■ Referring expression data:
☆ ☆ ☆

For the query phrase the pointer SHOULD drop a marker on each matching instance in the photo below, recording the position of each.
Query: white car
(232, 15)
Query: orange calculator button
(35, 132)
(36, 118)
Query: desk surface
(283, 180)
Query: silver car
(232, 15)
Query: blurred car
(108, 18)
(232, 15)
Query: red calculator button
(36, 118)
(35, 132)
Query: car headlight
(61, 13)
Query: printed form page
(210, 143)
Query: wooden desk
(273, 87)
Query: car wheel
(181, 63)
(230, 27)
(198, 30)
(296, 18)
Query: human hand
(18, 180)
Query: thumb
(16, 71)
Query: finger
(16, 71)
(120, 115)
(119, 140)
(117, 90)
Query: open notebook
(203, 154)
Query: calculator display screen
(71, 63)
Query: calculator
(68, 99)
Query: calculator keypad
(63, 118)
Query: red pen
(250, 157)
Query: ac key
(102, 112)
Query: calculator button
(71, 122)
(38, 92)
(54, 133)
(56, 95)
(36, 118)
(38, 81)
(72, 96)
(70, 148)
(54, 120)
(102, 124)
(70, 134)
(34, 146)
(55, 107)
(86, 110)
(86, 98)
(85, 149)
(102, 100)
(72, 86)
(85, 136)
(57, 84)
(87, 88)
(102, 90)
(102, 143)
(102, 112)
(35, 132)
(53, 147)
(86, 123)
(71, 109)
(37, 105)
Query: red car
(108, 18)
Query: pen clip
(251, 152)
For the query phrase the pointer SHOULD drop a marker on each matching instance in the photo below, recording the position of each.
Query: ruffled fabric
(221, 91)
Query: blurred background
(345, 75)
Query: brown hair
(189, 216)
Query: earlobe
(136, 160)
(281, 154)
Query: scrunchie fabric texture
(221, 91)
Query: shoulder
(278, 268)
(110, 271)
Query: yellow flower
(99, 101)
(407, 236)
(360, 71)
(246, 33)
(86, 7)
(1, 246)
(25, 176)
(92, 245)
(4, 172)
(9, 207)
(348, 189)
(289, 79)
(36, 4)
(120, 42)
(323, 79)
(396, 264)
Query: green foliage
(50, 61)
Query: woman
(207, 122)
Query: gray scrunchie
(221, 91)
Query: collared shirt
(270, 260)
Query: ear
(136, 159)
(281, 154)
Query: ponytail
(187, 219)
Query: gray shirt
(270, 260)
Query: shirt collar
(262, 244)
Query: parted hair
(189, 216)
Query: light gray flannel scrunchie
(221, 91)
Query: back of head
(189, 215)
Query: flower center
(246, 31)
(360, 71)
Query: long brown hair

☆ ☆ ☆

■ Work request:
Reproduce, please, every line of the records above without alteration.

■ Task result:
For the query phrase the pointer SHOULD drop a marker on each matching instance in the photo below, recording the position of each.
Query: white car
(232, 15)
Query: orange calculator button
(35, 132)
(36, 118)
Query: desk surface
(283, 180)
Query: silver car
(232, 15)
Query: blurred car
(108, 18)
(232, 15)
Query: red calculator button
(36, 118)
(35, 132)
Query: car headlight
(61, 13)
Query: printed form page
(210, 143)
Query: wooden desk
(273, 87)
Query: car wheel
(181, 63)
(230, 27)
(198, 30)
(296, 18)
Query: human hand
(18, 180)
Query: thumb
(16, 71)
Query: finger
(16, 71)
(120, 115)
(119, 140)
(117, 90)
Query: open notebook
(203, 154)
Query: calculator display screen
(71, 63)
Query: calculator
(68, 99)
Query: calculator keypad
(63, 118)
Query: red pen
(250, 157)
Query: ac key
(102, 112)
Query: calculator button
(71, 122)
(38, 92)
(54, 133)
(56, 95)
(36, 118)
(38, 81)
(72, 96)
(70, 148)
(54, 120)
(102, 124)
(70, 134)
(34, 146)
(55, 107)
(86, 110)
(86, 98)
(85, 149)
(102, 100)
(72, 86)
(85, 136)
(57, 84)
(87, 88)
(102, 90)
(102, 143)
(102, 112)
(35, 132)
(53, 147)
(86, 123)
(71, 109)
(37, 105)
Query: red car
(108, 18)
Query: pen clip
(251, 152)
For the query phrase the pointer SHOULD drop a marker on each matching instance in the photo below, recording the position of each.
Query: ruffled fabric
(221, 91)
Query: blurred background
(345, 75)
Query: brown hair
(189, 216)
Query: earlobe
(136, 160)
(281, 154)
Query: scrunchie fabric texture
(221, 91)
Query: shoulder
(278, 268)
(110, 271)
Query: yellow flower
(99, 101)
(407, 236)
(360, 71)
(246, 33)
(86, 7)
(1, 246)
(25, 176)
(92, 245)
(4, 172)
(9, 207)
(348, 189)
(289, 79)
(36, 4)
(120, 42)
(323, 79)
(396, 264)
Query: green foliage
(50, 61)
Query: woman
(207, 122)
Query: gray scrunchie
(221, 91)
Query: collared shirt
(270, 260)
Query: ear
(136, 159)
(281, 154)
Query: ponytail
(187, 219)
Query: gray shirt
(270, 260)
Query: shirt collar
(262, 244)
Query: parted hair
(189, 216)
Query: light gray flannel scrunchie
(221, 91)
Query: back of head
(189, 215)
Query: flower center
(246, 31)
(360, 71)
Query: long brown hair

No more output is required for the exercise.